EXERCISE DESCRIPTION:
Answer these questions using the article on direct-to-consumer advertising below.
(a) What low did Facebook CPMs reach, and in which week?
(b) According to Kevin Simonson, how much more than planned did the DTC brands that could raise their second-quarter ad spend probably spend?
(c) Of which company is Jeremy Sonne the managing director?

Early in the second quarter as the coronavirus pandemic took hold in the U.S., many major marketers pressed pause on advertising to mitigate fallout from the crisis. However, for some direct-to-consumer brands, lower cost per thousand impressions combined with hawking in-demand products like sweatpants or lawn chairs made it an opportune moment to spend more with some marketers doubling their planned ad spend for the second quarter, according to buyers, who declined to name specific brands.
“There were a lot of brands having ‘holiday shopping’ type numbers as a result of pandemic,” said Chris Toy, CEO and founder of MarketerHire, a freelance platform for marketers. “So Christmas came early, basically.”
For DTC brands in categories like home goods, wellness, athleisure and beauty as well as office and outdoor furniture, increasing the ad budget generally led to higher conversion rates at cheaper than normal ad rates which allowed them to make “their second quarter bigger than any of their [previous] fourth quarters,” said Kevin Simonson, vp of social at Wpromote, adding that the DTC brands that could increase their ad spend during the second quarter probably spent between 50% to 100% more than planned.
For example, Toy said that “one brand increased their ad budget from low five figures in January to over $1 million in June [going 20X what it had been spending.] They’re seeing profitable growth including their ad spend, so they’ll spend as much as they can.”
As many major marketers decreased advertising during the second quarter, CPMs on Facebook went down. Facebook CPMs bottomed out at $4.83 the week of April 5, according to Simonson, who added that those rates went back up in May (the week of May 25, CPMs were $8.22) but had gone down again in early June (the week of June 8, Facebook CPMs were $7.59; the week of June 15, Facebook CPMs were $6.72). “That’s good for us because it means the deal is still on,” said Simonson.
While taking advantage of lower than normal ad prices is savvy, media buyers say that the DTC brands that were able to during the second quarter didn’t do so simply because of the cheaper prices. Instead, improved conversion rates for in-demand products gave the DTC brands that took advantage the push to spend more in the second quarter.
“The brands who are spending more are doing so because they’re seeing better conversion rates,” said Toy. “The lower ad rates have been more incidental than anything. A nice to have, but not the driver.”
That DTC companies are more “nimble” than major marketers makes it easier to take advantage of the moment, according to Duane Brown, founder and head of strategy at Take Some Risk, a performance marketing agency. It’s unclear if DTC brands that spent more during the second quarter will end up reducing their ad spend in the third or fourth quarter because they did so.
“DTC companies in general are much more fluid and opportunistic with their advertising budgets than larger entities,” said Simonson. “So it’s not so much that our fourth-quarter spend is going to the second quarter but more that they’re like, ‘We’re going to find a way to spend more now because it’s working better than ever.’”
For those that were able to spend more in the second quarter and hit better than normal conversion rates, “they essentially got a head start on their annual goal,” said Simonson, adding that DTC brands have short and long-term goals imposed by investors. “They don’t have to be under the gun. There’s less pressure because they frontloaded in the second quarter.”
Hitting revenue goals earlier in the year thanks to spending more on advertising during the second quarter will be helpful for some brands, according to buyers. That said, others aren’t as optimistic that spending more on advertising in the second quarter has eased pressure to hit revenue goals for the year as the fallout from the coronavirus is not over and hitting those goals will likely be harder later in the year.
“Cheap CPMs are part of the conversation, but mostly talk has been around revenue goals,” said Jeremy Sonne, managing director of Moonshine Marketing. “You’re going to see things get really busy again from an advertising perspective, however, there’s very real economic hardship that has and continues to exist from the fallout of the lockdowns.”
Sonne continued: “Companies are eager to get back on track with their revenue goals, but the economy we came into the lockdown with isn’t the one that we’re leaving with. All these very eager advertisers lured by the promise of cheap CPMs are going to find themselves fighting over a much smaller pie of consumer spending [later in the year].”

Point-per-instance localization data
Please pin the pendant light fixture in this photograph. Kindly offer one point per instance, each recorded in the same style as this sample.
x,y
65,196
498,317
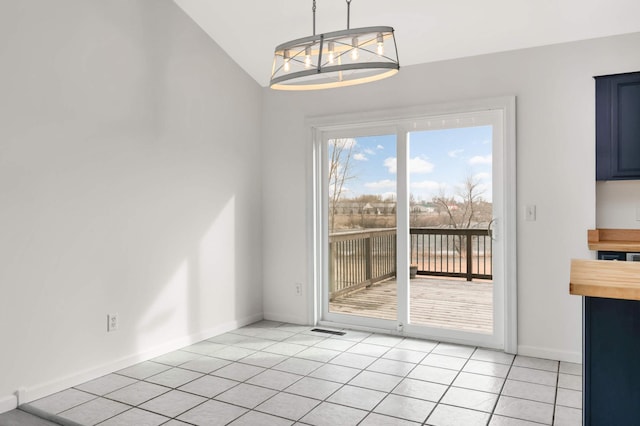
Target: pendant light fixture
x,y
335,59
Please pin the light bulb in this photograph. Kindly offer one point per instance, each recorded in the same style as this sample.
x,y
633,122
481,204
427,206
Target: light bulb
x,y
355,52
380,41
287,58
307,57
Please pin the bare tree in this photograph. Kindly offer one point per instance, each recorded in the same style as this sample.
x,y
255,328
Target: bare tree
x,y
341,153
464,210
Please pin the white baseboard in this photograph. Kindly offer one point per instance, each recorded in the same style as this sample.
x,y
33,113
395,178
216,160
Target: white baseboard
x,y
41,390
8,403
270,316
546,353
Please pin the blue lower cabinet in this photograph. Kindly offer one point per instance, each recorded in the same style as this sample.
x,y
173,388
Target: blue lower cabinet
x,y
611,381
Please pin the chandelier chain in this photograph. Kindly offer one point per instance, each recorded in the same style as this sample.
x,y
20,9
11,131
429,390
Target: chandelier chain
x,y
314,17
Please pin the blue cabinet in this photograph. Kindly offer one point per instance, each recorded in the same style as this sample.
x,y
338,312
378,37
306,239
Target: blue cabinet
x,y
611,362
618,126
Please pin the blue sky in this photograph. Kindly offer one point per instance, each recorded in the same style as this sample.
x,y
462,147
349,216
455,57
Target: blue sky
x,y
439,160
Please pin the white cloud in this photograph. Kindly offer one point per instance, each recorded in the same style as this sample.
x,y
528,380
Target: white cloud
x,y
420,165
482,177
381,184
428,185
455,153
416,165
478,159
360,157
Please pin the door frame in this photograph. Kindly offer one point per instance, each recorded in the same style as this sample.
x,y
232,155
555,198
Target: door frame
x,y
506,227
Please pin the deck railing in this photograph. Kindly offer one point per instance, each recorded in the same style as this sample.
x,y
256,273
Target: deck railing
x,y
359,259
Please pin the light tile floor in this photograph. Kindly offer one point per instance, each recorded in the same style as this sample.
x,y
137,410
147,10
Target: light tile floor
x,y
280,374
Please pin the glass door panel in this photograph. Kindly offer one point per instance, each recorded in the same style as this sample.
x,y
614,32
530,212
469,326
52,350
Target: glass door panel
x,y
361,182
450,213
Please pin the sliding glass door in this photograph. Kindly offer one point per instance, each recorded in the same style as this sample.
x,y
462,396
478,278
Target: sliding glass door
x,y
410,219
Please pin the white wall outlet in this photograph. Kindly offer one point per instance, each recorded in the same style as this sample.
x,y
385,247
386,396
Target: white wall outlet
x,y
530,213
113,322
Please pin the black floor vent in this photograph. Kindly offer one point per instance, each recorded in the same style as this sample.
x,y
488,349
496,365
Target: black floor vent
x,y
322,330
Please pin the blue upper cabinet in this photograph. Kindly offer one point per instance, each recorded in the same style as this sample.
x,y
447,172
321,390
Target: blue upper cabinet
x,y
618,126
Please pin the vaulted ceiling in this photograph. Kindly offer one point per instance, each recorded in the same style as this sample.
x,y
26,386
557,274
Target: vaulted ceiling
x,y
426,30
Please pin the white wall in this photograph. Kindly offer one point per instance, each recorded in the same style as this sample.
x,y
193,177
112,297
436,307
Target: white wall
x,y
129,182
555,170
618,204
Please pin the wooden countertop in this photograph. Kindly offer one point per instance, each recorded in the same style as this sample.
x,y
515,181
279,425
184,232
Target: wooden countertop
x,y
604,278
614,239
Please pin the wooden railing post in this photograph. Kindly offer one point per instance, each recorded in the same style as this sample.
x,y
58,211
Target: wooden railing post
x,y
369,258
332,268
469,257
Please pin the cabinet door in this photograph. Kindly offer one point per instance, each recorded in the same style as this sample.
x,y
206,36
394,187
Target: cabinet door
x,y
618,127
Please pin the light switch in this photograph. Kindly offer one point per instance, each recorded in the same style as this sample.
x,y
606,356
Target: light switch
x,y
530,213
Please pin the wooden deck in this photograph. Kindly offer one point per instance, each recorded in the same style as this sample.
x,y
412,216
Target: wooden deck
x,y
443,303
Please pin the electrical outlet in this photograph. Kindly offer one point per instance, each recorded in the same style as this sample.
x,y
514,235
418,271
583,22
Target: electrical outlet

RESPONSE:
(a) $4.83, the week of April 5
(b) Between 50% and 100% more than planned
(c) Moonshine Marketing